TEXTO EXTRAÍDO
⟨
Definimos unas variables que se utilizarán en varios ejercicios del capítulo.

In [None]:
punctuation = ". , : ; ! ? - < > ' ''  ` `` -- .' ,' ?' !' * --'".split() +\
'," ." ?" !" "'.split()
stops = nltk.corpus.stopwords.words('english')
stops_punct = stops + punctuation

### Exercise 4.

Read in the texts of the State of the Union addresses, using the state_union corpus reader. Count occurrences of men, women, and people in each document. What has happened to the usage of these words over time?

In [None]:
su_cfd = ConditionalFreqDist(
          (fileid[:4], target)
          for fileid in state_union.fileids()
          for word in state_union.words(fileid)
          for target in ['men', 'women', 'people']          
          if word.lower()== target          
)
su_cfd.tabulate()

"People" siempre ha sido más usado que "men" and "women".
⟩
DATOS DEL CONJUNTO
⟨
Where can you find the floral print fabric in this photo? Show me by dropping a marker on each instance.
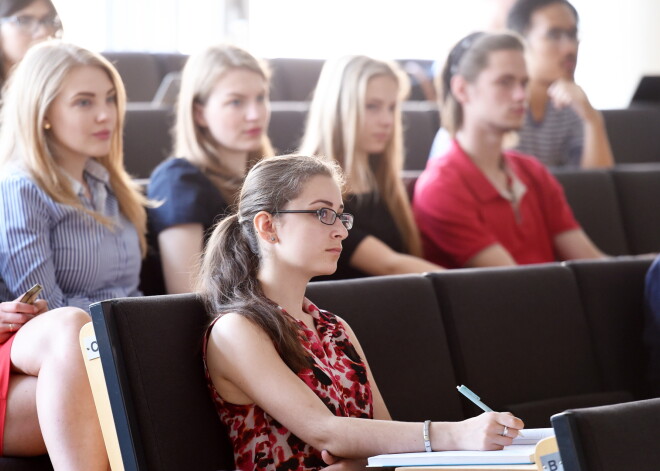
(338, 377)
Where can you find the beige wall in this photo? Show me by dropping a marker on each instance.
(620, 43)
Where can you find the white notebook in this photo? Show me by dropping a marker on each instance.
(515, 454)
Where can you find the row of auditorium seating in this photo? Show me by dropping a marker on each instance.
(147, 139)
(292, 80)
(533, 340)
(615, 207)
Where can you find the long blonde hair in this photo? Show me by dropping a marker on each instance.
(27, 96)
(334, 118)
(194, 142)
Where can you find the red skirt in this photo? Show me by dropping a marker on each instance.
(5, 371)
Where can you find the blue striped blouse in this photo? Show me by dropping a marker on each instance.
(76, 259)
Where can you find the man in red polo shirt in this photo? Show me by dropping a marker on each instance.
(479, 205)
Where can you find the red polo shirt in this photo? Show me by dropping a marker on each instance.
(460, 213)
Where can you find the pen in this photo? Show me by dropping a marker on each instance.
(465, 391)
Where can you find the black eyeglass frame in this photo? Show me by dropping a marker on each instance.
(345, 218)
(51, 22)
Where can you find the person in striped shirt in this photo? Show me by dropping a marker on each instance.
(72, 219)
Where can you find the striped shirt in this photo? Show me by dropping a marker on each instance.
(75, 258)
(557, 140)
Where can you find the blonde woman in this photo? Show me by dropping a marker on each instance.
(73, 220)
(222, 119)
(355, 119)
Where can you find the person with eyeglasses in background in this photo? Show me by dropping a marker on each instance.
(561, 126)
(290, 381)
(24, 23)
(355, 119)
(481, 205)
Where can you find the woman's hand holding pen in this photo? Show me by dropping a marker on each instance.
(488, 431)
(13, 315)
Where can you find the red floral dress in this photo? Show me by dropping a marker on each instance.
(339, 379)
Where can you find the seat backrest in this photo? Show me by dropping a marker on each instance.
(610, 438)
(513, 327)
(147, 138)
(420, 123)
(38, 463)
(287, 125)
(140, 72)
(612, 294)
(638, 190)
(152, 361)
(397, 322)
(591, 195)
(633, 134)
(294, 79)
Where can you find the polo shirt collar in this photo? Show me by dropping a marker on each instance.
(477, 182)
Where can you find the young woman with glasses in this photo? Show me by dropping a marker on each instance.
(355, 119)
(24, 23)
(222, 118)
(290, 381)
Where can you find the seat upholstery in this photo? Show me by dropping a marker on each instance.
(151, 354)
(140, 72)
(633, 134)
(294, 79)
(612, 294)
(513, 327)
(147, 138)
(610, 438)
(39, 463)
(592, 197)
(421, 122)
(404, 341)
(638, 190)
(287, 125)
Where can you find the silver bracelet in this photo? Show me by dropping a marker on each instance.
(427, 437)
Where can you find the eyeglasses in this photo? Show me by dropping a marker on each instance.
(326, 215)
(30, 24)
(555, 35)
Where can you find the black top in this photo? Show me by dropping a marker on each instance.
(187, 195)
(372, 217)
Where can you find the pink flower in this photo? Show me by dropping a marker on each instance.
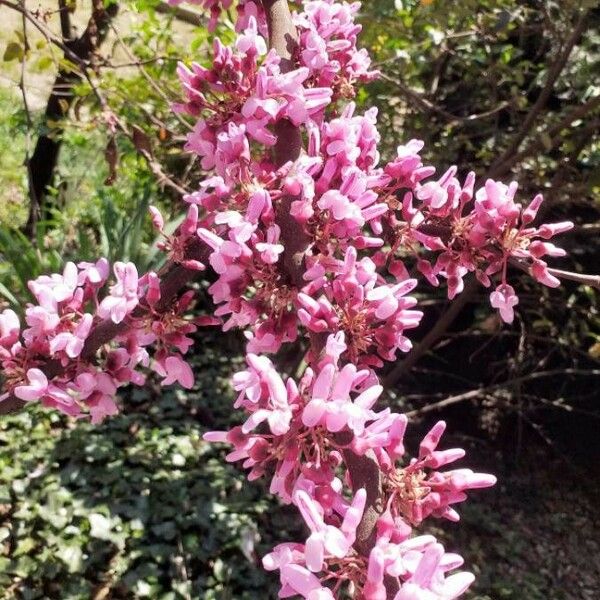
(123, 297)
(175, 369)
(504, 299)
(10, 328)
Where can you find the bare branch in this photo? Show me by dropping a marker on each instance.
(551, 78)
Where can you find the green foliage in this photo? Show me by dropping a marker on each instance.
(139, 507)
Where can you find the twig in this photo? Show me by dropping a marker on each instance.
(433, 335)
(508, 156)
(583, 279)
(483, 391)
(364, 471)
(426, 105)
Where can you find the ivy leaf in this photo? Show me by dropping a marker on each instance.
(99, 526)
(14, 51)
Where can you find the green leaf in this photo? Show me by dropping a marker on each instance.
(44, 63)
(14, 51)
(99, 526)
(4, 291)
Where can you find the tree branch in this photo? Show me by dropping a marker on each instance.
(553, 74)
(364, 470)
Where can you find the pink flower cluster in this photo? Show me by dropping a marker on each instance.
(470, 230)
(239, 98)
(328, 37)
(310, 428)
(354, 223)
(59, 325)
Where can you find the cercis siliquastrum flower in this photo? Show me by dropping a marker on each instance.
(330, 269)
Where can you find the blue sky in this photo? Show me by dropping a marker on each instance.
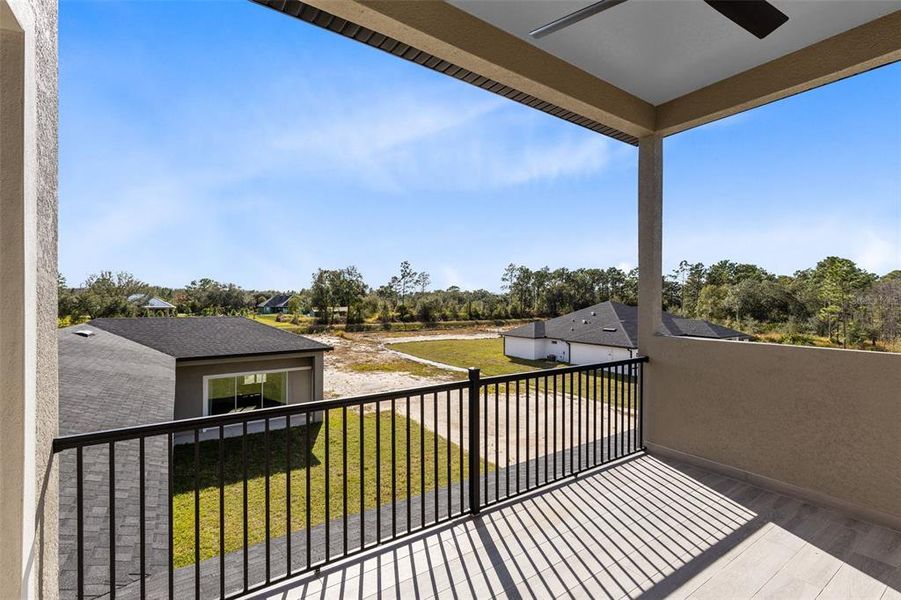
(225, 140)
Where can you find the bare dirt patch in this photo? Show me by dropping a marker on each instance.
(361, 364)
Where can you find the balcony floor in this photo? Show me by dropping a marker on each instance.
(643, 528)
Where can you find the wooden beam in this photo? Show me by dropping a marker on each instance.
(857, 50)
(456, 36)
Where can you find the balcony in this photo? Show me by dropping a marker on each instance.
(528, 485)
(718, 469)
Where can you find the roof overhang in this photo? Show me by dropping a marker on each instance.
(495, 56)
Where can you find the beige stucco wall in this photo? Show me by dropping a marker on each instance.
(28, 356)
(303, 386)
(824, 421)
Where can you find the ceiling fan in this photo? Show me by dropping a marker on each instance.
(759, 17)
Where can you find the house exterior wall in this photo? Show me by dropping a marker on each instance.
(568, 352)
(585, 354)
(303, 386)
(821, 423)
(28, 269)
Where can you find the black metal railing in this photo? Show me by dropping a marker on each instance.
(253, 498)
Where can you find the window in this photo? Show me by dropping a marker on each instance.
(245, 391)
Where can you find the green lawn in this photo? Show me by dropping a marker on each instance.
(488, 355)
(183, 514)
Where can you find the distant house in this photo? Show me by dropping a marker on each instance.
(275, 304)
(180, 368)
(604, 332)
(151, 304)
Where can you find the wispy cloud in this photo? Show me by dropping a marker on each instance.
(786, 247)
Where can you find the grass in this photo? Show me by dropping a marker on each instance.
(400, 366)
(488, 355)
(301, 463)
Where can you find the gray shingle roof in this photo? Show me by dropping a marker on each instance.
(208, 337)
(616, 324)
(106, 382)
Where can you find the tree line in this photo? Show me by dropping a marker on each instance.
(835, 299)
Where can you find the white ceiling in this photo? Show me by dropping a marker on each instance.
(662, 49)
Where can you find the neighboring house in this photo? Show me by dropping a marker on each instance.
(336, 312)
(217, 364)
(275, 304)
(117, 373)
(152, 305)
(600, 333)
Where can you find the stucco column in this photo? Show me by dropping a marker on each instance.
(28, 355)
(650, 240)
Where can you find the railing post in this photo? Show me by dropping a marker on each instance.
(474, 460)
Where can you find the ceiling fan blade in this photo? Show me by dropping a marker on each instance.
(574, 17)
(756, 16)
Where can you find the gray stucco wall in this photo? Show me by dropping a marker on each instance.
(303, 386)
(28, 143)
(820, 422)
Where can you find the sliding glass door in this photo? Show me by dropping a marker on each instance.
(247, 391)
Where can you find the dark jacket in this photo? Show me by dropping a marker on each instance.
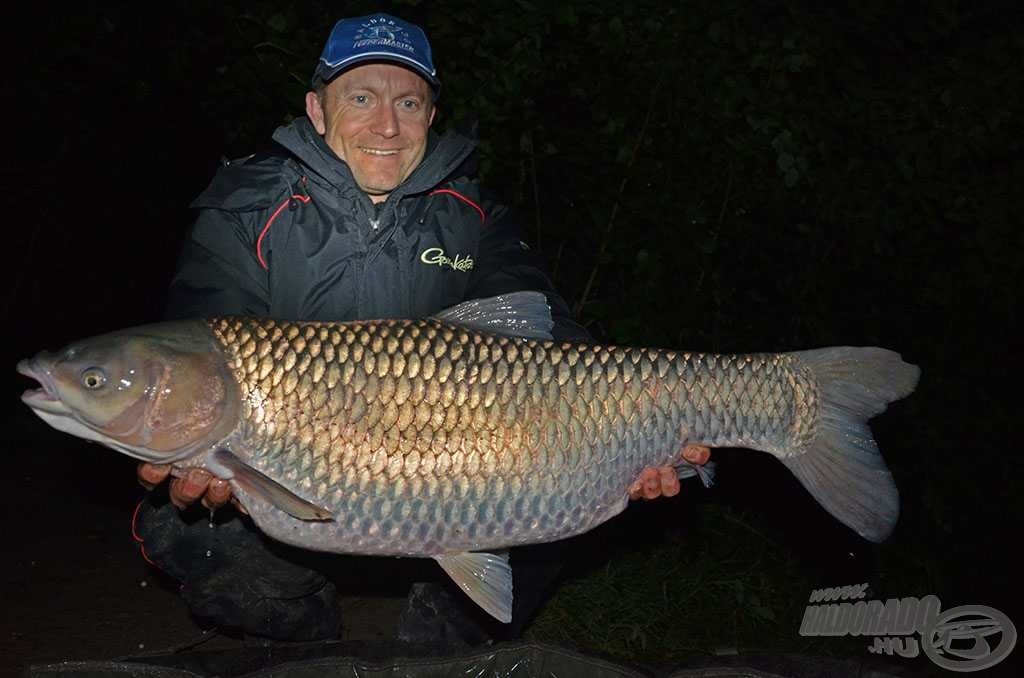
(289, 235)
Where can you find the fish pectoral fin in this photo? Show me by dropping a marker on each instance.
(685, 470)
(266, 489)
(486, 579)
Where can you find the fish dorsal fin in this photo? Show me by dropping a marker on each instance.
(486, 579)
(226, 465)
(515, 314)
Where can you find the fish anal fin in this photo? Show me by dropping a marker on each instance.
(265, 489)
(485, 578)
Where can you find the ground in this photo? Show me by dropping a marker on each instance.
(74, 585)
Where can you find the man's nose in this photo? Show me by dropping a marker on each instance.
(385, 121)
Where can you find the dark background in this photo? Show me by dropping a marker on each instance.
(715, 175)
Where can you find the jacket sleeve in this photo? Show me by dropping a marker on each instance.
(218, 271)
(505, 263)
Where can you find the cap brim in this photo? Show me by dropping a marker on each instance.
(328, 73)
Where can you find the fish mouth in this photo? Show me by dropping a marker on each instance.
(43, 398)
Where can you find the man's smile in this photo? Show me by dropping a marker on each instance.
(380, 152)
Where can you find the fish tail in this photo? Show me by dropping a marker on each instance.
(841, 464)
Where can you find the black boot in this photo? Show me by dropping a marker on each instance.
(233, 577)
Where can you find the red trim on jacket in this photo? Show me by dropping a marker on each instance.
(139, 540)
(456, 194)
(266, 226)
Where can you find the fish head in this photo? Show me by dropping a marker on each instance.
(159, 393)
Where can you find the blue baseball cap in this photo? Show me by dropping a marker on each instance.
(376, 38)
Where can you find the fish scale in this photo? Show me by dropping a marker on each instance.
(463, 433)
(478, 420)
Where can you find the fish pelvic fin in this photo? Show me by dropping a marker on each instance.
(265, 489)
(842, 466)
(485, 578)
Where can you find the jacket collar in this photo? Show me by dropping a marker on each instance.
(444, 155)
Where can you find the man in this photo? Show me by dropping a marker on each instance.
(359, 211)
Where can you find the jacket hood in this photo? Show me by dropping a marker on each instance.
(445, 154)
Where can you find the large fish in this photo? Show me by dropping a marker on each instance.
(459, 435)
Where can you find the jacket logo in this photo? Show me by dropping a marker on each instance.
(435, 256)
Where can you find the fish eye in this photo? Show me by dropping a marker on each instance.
⟩
TAREA PLANTEADA
Cita del texto extraído el pasaje que va desde "stops = nltk.corpus.stopwords.words('english')" hasta "(fileid[:4], target)", ambos incluidos. Las filas provienen de una fuente distinta.

SOLUCIÓN PROPUESTA
stops = nltk.corpus.stopwords.words('english')
stops_punct = stops + punctuation

### Exercise 4.

Read in the texts of the State of the Union addresses, using the state_union corpus reader. Count occurrences of men, women, and people in each document. What has happened to the usage of these words over time?

In [None]:
su_cfd = ConditionalFreqDist(
          (fileid[:4], target)